-------- Supplied text

ABSTRACT

Neurological deficit is the most feared complication of spine surgery. It can occur presurgically during transfer of the patient to the operating room table, from neck extension for airway management during intubation, during patient positioning for adequate operative exposure, or as a result of surgically induced injury. To be sure, appropriate preoperative preparation, careful surgical planning, precise surgical execution, and constant surgical vigilance can minimize risk for neurological complication. An increasingly important means of injury prevention is continuous intraoperative neurophysiological monitoring (IONM) of spinal cord and spinal nerve root function (1-3). As with any other type of medical test, interpretation of IONM data requires complex clinical decision making, which takes place in the presence of some uncertainty. Decision making is the process of selecting a specific course of action from among a set of alternatives. It begins at the information-gathering stage (e.g., recording a neurophysiological response) and proceeds through the establishment of likelihood estimation (e.g., deciding if the response has changed significantly) until the final act of choosing an action (e.g., alerting the surgeon of evolving spinal cord injury). This chapter discusses the interpretation of IONM data in the context of signal-detection theory (SDT). The goal of this chapter is to reduce the complications associated with misinterpretation of IONM data through careful examination of the intraoperative decision-making process as defined by SDT.

----------------
-------- Information provided

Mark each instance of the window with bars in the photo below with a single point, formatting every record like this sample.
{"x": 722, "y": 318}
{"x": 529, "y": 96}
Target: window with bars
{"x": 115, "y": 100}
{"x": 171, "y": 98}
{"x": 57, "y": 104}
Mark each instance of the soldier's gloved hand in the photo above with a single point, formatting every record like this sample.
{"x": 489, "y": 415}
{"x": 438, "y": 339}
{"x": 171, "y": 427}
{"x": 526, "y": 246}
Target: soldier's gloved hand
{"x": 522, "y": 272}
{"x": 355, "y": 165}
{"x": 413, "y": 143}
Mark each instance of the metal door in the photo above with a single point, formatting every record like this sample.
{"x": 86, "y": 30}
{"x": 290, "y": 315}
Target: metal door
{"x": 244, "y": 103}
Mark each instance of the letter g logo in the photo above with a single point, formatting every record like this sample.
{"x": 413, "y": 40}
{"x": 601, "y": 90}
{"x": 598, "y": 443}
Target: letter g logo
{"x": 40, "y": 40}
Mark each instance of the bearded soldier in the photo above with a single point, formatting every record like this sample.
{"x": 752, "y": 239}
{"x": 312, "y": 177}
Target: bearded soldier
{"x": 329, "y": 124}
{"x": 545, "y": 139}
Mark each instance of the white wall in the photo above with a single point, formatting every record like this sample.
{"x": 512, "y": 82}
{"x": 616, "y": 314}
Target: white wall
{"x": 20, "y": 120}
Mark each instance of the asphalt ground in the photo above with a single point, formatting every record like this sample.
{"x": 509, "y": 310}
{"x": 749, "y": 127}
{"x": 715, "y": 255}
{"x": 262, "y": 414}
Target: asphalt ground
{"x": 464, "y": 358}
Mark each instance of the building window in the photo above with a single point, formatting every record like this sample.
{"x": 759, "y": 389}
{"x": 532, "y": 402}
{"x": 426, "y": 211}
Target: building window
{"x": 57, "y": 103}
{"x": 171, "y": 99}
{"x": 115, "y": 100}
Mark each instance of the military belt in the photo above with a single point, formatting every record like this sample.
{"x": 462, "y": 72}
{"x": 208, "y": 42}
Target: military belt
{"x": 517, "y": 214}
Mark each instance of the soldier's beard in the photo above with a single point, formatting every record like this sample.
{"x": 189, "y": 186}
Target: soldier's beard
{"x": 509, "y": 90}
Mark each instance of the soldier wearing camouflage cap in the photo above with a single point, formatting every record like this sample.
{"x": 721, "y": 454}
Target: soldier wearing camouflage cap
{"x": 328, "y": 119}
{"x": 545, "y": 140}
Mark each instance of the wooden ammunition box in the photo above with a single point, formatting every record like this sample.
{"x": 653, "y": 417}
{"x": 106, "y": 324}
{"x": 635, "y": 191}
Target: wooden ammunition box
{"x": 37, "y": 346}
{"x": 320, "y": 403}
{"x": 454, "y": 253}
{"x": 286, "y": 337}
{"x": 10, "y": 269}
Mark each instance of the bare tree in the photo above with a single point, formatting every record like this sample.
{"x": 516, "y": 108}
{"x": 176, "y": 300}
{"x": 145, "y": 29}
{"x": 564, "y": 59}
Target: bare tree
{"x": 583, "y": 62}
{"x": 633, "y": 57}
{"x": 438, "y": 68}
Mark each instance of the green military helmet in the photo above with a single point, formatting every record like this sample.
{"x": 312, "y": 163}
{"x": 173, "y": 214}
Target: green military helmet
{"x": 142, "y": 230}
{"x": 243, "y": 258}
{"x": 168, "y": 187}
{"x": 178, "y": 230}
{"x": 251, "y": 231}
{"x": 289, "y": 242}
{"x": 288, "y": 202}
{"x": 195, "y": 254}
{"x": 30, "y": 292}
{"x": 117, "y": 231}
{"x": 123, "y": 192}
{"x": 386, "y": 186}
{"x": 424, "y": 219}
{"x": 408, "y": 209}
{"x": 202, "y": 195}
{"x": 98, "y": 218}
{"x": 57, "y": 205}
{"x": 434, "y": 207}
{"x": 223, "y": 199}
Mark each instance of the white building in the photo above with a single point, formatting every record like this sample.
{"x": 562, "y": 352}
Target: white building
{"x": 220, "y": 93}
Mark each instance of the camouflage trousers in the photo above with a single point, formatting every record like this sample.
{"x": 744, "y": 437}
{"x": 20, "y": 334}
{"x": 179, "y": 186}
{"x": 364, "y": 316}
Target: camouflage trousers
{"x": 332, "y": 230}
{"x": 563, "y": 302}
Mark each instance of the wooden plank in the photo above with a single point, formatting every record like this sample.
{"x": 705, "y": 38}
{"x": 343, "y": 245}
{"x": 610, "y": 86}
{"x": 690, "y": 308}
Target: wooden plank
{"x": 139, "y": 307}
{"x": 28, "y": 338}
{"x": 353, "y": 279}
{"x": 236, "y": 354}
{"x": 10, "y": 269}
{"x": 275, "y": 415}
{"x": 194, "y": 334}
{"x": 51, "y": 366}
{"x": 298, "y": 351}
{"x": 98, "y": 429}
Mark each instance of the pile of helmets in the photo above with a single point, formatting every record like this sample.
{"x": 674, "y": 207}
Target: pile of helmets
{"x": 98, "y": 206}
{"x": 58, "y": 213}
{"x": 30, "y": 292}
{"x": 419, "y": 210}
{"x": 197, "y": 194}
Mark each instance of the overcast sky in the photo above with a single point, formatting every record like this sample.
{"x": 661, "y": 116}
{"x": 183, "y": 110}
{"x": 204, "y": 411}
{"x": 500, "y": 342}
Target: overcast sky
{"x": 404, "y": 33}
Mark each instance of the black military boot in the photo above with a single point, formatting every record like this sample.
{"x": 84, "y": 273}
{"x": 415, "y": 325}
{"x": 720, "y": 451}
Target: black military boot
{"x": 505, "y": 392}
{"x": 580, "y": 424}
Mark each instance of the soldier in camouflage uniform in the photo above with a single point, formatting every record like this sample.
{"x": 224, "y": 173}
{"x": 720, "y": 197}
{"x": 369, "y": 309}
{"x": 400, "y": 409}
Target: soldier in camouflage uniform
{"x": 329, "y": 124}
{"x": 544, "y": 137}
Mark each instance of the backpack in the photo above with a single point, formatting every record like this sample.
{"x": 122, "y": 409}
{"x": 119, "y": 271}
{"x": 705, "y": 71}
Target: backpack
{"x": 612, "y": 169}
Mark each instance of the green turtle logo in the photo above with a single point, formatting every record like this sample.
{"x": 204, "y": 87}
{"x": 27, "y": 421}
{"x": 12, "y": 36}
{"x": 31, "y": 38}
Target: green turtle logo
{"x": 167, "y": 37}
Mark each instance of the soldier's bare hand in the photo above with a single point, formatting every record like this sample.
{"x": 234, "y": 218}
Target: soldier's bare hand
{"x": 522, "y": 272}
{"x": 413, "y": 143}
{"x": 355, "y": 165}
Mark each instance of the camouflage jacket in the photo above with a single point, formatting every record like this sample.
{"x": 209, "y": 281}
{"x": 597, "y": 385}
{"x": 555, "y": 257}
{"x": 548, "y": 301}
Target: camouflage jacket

----------------

#### Work item:
According to the abstract on spine surgery monitoring, what is the most feared complication of spine surgery?

#### Task response:
Neurological deficit.